John Button (born 9 February 1944 in Liverpool, England) is a Western Australian man who was the victim of a significant miscarriage of justice. Button was wrongfully convicted of the manslaughter, by vehicle impact, of his girlfriend, Rosemary Anderson, in 1963. He was sentenced to 10 years in prison, and released in 1968. The conviction was quashed in 2002. The murder for which Button was wrongfully convicted had actually been committed by serial killer Eric Edgar Cooke. He was one of two men to be wrongfully convicted of murders committed by Cooke, the other being Darryl Beamish. Although Beamish had only become a suspect since he was a burglar and convicted child molester, Button was completely innocent of any crime.

==Vindication==
Several appeals to courts or for ministerial intervention were unsuccessful. In 1998, a Western Australian journalist, Estelle Blackburn, advanced the cause of Button's vindication through her book Broken Lives. Following the book's publication the case went before the courts again with Button represented by Tom Percy QC and Jonathan Davies both of whom worked pro bono on the case.

At the original trial the strongest evidence apart from Button's confession was that his 1962 Simca P60 Aronde sedan had damage consistent with an accident. Trevor Condron was the police officer who had examined John Button's Simca in 1963 but he had not been asked what could have caused the damage at the trial. He told the appeals court that while the car was damaged, the damage was not consistent with hitting a person and that three weeks before Anderson's death, Button had reported to police an accident with a Ford Prefect that had caused matching damage to that seen by Condron. This accident report had been known to police at the original trial but been discounted as irrelevant. The court also heard from Dr Neil Turner who had treated Anderson. He claimed that her injuries were not consistent with Button's vehicle. The world's leading pedestrian accident expert, American William "Rusty" Haight, was flown to Australia and testified that experiments with a biomedical human-form dummy, three Simca P60 sedans similar to that owned by John Button and a 1961/62 Holden EK sedan similar to the one serial killer Eric Edgar Cooke claimed he was driving when he hit Anderson, matched exactly Cooke's account and excluded the Simca.

Button self-published a book in 1998 titled Why Me Lord! which told of his ordeal.

On 25 February 2002, the Court of Criminal Appeal quashed Button's conviction after evidence from vehicle crash experts proved that Cooke was most likely the culprit. In a televised interview six months after Button's conviction was quashed, Rosemary Anderson's parents refused to embrace the finding and still maintained that Cooke did not kill their daughter and that Button was guilty. A conference between the Button, Anderson and Cooke families, Blackburn and her publisher Bret Christian organized by Australian Story changed their minds, although Mrs. Anderson maintained Button was still responsible as it was his role as her escort on the night to bring her home. Following a meeting with the W.A Director of Public Prosecutions to discuss the court's findings, the Andersons accepted Button's innocence was proven.

Button now spearheads the Western Australian Innocence Project which aims to free the wrongfully convicted.

Supplied entries
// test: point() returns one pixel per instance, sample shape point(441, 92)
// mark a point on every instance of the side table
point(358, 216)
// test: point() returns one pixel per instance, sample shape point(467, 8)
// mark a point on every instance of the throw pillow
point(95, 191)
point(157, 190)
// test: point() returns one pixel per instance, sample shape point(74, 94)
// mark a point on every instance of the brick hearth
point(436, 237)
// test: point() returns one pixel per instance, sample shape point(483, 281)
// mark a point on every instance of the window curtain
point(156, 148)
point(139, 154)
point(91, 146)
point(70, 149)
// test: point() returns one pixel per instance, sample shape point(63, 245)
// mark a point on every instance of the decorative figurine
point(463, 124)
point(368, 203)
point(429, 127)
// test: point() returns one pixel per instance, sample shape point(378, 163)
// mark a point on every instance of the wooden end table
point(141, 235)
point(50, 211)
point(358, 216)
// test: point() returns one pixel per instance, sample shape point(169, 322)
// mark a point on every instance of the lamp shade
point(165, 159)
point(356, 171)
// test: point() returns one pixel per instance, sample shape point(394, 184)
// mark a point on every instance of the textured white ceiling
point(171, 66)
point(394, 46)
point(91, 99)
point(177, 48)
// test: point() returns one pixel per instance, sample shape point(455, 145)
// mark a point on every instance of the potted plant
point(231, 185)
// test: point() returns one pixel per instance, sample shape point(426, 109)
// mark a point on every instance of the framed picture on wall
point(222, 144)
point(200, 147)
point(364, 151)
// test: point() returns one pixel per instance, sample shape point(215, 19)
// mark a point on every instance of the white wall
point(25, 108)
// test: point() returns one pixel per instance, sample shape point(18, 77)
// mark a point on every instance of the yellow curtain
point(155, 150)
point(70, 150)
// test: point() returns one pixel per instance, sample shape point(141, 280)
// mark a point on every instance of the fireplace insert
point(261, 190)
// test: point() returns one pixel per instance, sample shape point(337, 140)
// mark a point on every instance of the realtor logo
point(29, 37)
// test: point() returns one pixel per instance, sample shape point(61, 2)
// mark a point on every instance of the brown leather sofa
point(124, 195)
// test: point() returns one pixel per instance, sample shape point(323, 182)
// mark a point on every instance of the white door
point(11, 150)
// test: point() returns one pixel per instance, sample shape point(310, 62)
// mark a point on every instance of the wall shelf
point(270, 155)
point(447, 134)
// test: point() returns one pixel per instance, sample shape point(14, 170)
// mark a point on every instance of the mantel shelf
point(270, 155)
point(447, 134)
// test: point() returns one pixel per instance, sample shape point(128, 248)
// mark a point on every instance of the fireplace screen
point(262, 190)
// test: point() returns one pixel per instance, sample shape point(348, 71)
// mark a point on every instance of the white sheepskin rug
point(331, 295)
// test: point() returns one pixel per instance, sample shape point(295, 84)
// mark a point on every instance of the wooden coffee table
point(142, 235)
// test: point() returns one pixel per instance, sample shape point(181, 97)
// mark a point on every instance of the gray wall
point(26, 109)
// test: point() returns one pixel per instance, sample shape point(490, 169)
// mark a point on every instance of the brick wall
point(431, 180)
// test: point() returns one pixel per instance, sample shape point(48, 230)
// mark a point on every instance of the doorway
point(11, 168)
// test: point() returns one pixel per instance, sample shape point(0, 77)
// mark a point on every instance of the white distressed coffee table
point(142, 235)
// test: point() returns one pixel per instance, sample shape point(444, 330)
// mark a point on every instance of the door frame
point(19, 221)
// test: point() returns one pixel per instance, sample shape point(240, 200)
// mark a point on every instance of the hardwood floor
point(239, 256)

Questions to answer
**A.** Which people does the John Button text say gave evidence to the appeals court? List them all.
**B.** From the John Button text, reproduce the passage starting at "John Button (born" and ending at "of any crime.".

Solved problems
**A.**
- Trevor Condron
- Dr Neil Turner
- William "Rusty" Haight

**B.**
John Button (born 9 February 1944 in Liverpool, England) is a Western Australian man who was the victim of a significant miscarriage of justice. Button was wrongfully convicted of the manslaughter, by vehicle impact, of his girlfriend, Rosemary Anderson, in 1963. He was sentenced to 10 years in prison, and released in 1968. The conviction was quashed in 2002. The murder for which Button was wrongfully convicted had actually been committed by serial killer Eric Edgar Cooke. He was one of two men to be wrongfully convicted of murders committed by Cooke, the other being Darryl Beamish. Although Beamish had only become a suspect since he was a burglar and convicted child molester, Button was completely innocent of any crime.